Document passage.
-------

The Christine Keeler Story, also known as The Keeler Affair and The Christine Keeler Affair, is a 1963 film about the Profumo affair.

Cast
Yvonne Buckingham as Christine Keeler
John Drew Barrymore as Dr. Stephen Ward
Alicia Brandet as Mandy Rice-Davies
Mel Welles as Yevgeni Ivanovich
Peter Prowse as Domaren
Mimi Heinrich as Marianne
Christine Keeler as herself
Mandy Rice-Davies as herself

Production
The film was shot in Denmark over six weeks.

Photo

To promote the film, photographer Lewis Morley took a photo of Keeler sitting on a chair on the first floor of Peter Cook's Establishment Club, with implied nudity. Though the film was never released, the photo was published in the Sunday Mirror and has since become very famous.

-------

Directions.
1. Answer these questions from the passage on The Christine Keeler Story:
(a) In which country was the film shot, and over how many weeks?
(b) Which actor played Dr. Stephen Ward?
(c) In which newspaper was Lewis Morley's photo of Keeler published?
2. Retype the stretch of the passage on The Christine Keeler Story from "The Christine Keeler Story, also" through "over six weeks.".
3. Write what comes next in the passage on The Christine Keeler Story, starting after its final sentence.

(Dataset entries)
-------

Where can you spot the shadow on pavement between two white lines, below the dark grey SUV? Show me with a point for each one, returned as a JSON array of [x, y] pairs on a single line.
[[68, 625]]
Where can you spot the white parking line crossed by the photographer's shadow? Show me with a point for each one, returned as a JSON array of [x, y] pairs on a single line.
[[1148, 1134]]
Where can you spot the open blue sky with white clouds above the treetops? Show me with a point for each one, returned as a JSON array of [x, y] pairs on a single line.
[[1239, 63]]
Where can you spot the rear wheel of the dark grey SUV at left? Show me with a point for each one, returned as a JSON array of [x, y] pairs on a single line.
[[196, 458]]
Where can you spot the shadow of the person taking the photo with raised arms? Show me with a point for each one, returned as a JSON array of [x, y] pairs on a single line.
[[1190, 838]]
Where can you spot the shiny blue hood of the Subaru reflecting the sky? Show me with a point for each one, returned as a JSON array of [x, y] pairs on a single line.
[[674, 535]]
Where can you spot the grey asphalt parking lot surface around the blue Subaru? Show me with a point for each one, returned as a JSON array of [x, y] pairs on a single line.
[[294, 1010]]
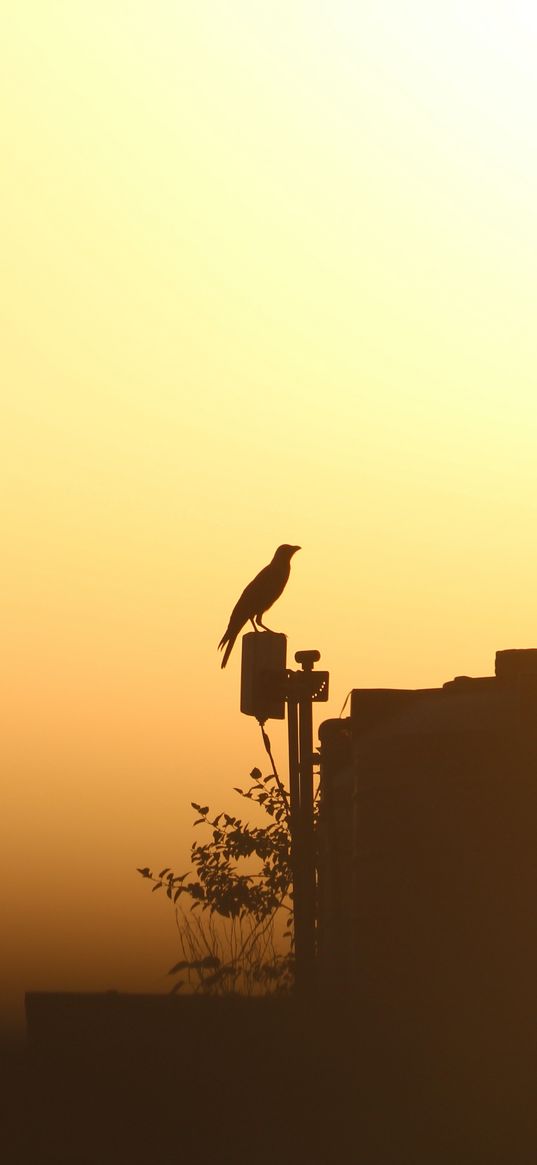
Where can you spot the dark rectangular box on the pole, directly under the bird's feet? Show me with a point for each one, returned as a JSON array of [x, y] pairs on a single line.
[[264, 676]]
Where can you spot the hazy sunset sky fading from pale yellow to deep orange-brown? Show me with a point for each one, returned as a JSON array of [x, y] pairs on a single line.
[[268, 274]]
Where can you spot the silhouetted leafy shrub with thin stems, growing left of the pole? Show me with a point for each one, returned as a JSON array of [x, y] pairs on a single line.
[[224, 885]]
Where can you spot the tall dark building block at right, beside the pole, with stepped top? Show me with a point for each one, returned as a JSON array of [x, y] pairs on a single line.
[[429, 901]]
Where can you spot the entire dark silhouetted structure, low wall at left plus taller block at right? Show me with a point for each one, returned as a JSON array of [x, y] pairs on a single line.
[[421, 1047]]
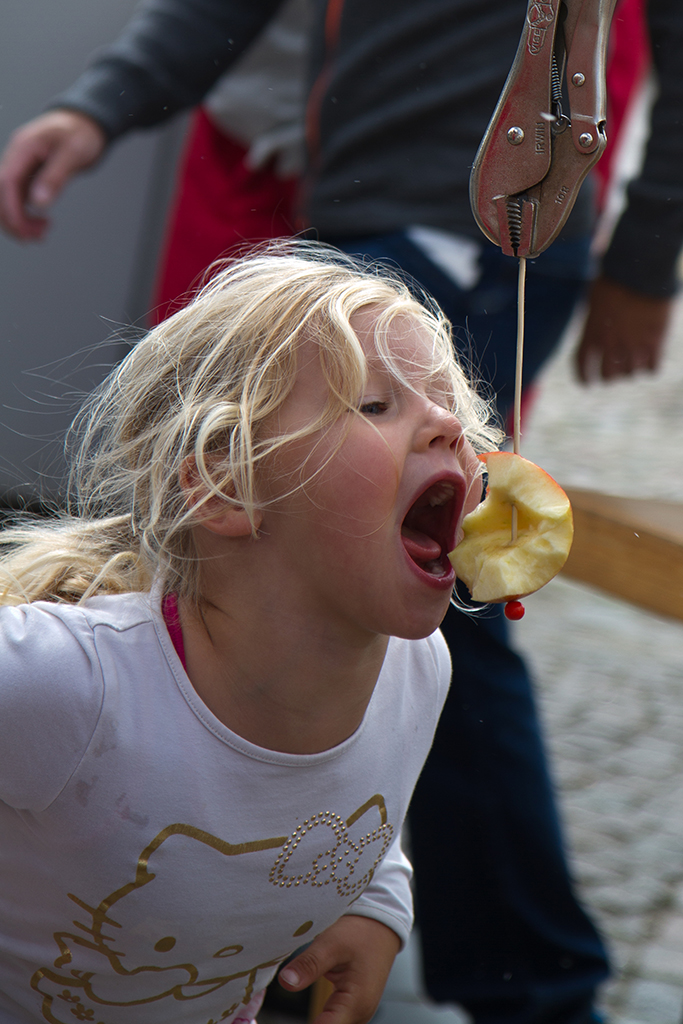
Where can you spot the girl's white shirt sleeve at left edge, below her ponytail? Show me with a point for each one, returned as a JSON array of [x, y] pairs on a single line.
[[51, 699]]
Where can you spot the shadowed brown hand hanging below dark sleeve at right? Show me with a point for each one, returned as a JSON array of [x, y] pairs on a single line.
[[624, 332]]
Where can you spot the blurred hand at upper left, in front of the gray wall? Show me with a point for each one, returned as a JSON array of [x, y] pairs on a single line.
[[39, 160]]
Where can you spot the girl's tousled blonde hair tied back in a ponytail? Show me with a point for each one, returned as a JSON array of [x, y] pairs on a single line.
[[198, 389]]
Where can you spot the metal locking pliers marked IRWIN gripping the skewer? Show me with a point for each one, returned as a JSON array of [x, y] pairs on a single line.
[[534, 157]]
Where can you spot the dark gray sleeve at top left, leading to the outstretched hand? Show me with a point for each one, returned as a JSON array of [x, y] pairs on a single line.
[[167, 59]]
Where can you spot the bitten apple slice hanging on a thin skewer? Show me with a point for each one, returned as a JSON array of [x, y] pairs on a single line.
[[494, 567]]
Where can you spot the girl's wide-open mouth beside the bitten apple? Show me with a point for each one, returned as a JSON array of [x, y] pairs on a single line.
[[429, 530]]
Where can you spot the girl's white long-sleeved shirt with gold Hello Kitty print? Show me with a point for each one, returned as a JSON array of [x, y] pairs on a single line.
[[156, 867]]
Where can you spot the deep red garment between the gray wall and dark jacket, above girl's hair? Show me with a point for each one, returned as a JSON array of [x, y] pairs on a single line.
[[219, 204]]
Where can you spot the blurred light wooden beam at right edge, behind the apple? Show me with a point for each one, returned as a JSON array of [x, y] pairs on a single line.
[[629, 547]]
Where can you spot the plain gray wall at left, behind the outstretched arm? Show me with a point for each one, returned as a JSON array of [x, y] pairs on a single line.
[[94, 274]]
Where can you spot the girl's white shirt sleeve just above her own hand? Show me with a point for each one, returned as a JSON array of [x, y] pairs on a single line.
[[389, 899]]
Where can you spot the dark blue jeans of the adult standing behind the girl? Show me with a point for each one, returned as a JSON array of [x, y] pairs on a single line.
[[502, 932]]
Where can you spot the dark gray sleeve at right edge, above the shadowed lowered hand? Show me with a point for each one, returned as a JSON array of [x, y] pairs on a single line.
[[648, 241]]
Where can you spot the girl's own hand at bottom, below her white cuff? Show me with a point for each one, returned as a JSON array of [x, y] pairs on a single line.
[[356, 956]]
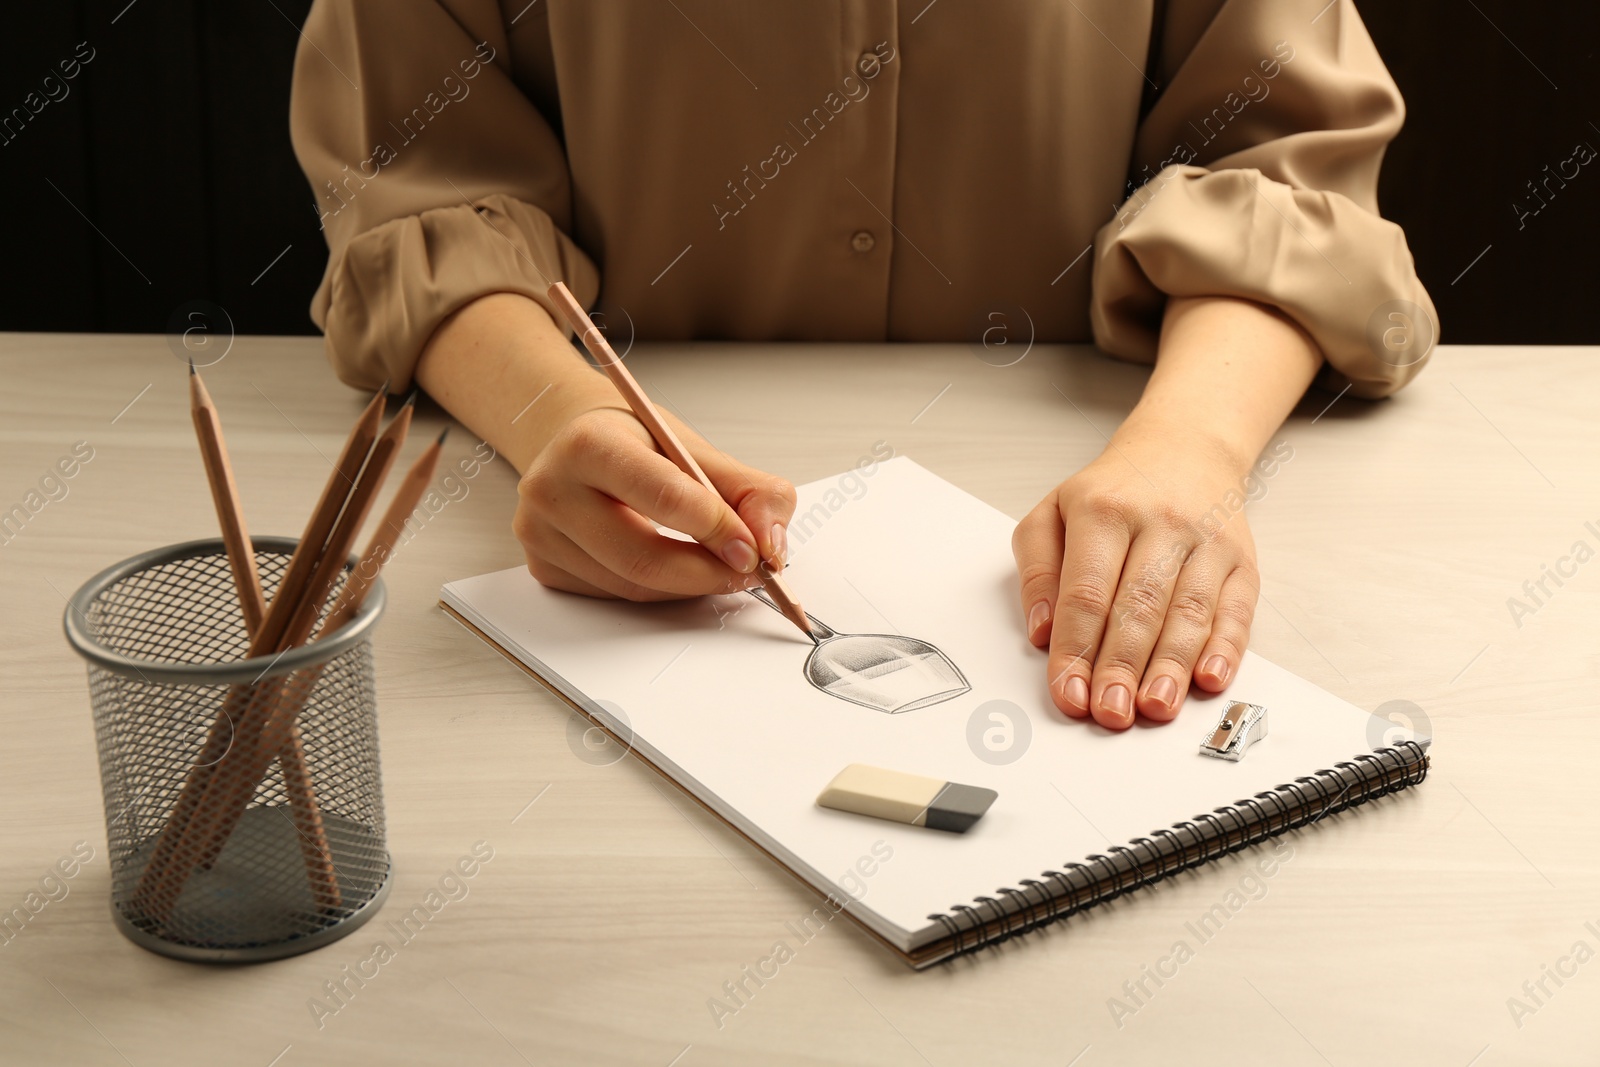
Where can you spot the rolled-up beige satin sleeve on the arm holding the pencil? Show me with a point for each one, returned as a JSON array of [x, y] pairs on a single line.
[[436, 178]]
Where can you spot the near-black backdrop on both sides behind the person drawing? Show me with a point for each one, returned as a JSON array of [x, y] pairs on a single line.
[[167, 177]]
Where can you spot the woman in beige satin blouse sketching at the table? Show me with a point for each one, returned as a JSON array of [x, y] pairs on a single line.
[[1186, 183]]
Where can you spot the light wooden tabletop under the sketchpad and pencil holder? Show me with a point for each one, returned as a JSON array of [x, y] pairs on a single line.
[[614, 908]]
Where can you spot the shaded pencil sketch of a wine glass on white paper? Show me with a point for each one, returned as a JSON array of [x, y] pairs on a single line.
[[886, 673]]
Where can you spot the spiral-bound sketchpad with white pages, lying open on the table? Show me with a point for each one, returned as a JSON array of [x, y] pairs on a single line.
[[751, 719]]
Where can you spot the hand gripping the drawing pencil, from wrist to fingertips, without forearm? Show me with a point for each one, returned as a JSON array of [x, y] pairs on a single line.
[[590, 502]]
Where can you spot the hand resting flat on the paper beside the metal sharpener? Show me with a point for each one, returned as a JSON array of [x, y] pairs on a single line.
[[1140, 575]]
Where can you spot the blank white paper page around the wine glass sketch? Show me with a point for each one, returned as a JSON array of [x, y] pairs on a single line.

-------

Outputs by task.
1.
(a) Denmark, over six weeks
(b) John Drew Barrymore
(c) The Sunday Mirror

2.
The Christine Keeler Story, also known as The Keeler Affair and The Christine Keeler Affair, is a 1963 film about the Profumo affair.

Cast
Yvonne Buckingham as Christine Keeler
John Drew Barrymore as Dr. Stephen Ward
Alicia Brandet as Mandy Rice-Davies
Mel Welles as Yevgeni Ivanovich
Peter Prowse as Domaren
Mimi Heinrich as Marianne
Christine Keeler as herself
Mandy Rice-Davies as herself

Production
The film was shot in Denmark over six weeks.

3.
Release
The film was twice rejected by the British Board of Film Censors (BBFC) in 1963 and 1969, and the second time was also rejected by the Greater London Council. It was never released in the UK, banned in New Zealand, and shown in Australia only after being edited. These factors, combined with the BBFC rejection, substantially limited its exposure and profitability.

The Blackpool Tribune, reviewing the film in Boston, called it "a filmic equivalent to a sex comic."

In 1971 the film was screened in London at the New Cinema Club by Derek Hill as an act of defiance against the censor. Derek Malcolm of The Guardian said "it was scarcely worth seeing even as a curiosity, a fact that Mr Hill openly admits".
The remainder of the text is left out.